What is required: Everything from the line containing "Localize wet asphalt" through the last line of the data below must be copied exactly, with no other lines included.

Recorded data section start

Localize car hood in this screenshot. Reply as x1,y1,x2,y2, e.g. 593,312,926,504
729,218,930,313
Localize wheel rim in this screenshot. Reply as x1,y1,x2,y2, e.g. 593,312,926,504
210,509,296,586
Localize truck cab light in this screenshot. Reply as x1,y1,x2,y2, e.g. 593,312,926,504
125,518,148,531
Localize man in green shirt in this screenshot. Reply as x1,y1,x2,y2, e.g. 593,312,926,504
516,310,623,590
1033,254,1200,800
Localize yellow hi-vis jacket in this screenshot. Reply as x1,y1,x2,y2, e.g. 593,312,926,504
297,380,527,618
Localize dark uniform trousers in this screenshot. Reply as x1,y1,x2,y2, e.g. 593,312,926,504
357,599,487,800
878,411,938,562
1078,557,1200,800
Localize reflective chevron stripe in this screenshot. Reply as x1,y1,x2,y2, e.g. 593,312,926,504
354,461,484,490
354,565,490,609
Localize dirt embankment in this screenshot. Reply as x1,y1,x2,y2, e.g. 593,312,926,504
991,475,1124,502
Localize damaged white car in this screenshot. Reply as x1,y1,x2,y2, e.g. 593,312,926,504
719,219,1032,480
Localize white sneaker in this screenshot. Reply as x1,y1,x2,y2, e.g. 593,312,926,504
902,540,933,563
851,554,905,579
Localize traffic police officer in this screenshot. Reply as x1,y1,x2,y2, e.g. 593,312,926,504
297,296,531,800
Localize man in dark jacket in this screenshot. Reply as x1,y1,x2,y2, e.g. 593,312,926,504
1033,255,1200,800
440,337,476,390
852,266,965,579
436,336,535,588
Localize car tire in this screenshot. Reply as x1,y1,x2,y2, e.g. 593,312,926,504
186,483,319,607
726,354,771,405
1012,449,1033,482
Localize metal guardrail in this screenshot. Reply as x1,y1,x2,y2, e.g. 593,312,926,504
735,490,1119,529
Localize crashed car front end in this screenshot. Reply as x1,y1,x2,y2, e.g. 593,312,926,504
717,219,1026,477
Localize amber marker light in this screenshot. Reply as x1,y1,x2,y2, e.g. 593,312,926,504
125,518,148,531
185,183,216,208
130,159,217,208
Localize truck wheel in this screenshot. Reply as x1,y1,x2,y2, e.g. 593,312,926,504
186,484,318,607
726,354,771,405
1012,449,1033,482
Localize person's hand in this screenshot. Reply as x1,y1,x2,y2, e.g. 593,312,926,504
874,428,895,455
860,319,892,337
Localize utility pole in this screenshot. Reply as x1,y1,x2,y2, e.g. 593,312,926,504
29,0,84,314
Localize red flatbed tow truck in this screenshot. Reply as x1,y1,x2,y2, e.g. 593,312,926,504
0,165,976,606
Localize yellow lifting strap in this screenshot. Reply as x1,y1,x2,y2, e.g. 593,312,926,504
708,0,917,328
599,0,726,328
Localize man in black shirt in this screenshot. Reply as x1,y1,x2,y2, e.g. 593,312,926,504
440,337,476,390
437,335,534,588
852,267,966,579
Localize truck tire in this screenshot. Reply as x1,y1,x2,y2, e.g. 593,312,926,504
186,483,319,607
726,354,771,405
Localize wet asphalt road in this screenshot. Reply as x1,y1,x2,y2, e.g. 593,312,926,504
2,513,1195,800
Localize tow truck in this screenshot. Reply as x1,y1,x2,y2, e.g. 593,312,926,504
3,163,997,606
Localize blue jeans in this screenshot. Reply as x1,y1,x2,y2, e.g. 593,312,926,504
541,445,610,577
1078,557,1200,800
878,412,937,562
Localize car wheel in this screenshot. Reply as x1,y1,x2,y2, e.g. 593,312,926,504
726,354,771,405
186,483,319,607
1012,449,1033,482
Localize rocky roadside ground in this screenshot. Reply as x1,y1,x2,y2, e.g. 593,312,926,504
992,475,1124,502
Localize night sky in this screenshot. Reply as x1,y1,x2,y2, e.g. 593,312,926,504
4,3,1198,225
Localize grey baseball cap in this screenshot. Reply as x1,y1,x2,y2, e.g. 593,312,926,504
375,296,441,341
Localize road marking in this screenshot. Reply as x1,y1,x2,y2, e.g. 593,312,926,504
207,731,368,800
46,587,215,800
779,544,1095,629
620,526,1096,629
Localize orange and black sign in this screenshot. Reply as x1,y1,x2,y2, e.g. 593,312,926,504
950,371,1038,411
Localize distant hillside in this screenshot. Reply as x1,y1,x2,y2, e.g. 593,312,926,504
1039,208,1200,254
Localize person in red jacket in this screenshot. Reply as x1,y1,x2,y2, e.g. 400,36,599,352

Recorded data section end

Solved exercise:
Localize wet asphalt road in this screenshot. Reply as x1,y1,x2,y2, e.g. 593,312,926,504
2,513,1195,800
Localize tow truck in this screenshot. Reply as x1,y1,x2,y2, e.g. 593,312,926,504
3,163,997,606
Localize blue jeans in this screenshot. Reply as x1,y1,x2,y2, e.g. 593,312,926,504
541,445,610,577
1078,557,1200,800
878,412,937,562
Localize car wheel in this screenshot. Reply as x1,y1,x2,y2, e.g. 593,312,926,504
726,354,771,405
186,483,319,607
1012,449,1033,482
Localize rocky roadside ground in this screenshot. Reply as x1,y1,x2,y2, e.g. 593,312,926,504
992,475,1124,502
Localize night sky in this screenshot. Reply as x1,y1,x2,y2, e.g. 593,312,926,504
4,3,1198,225
Localize grey baseball cap in this screenshot. Reply as x1,y1,x2,y2, e.g. 593,312,926,504
375,296,441,341
Localize road marking in this screenshot. Reply as x1,y1,x2,y2, e.g. 593,312,926,504
207,731,368,800
46,587,215,800
779,544,1095,629
620,526,1096,629
Localize orange and black sign in this screenshot. Reply as x1,y1,x2,y2, e.g. 593,312,926,504
950,371,1038,411
Localize distant hillside in this screenshot. Reply as x1,y1,x2,y2, e.g. 593,312,926,504
1039,208,1200,254
Localize person in red jacket in this screenshot. Reply as x1,y1,x2,y2, e.g. 400,36,599,352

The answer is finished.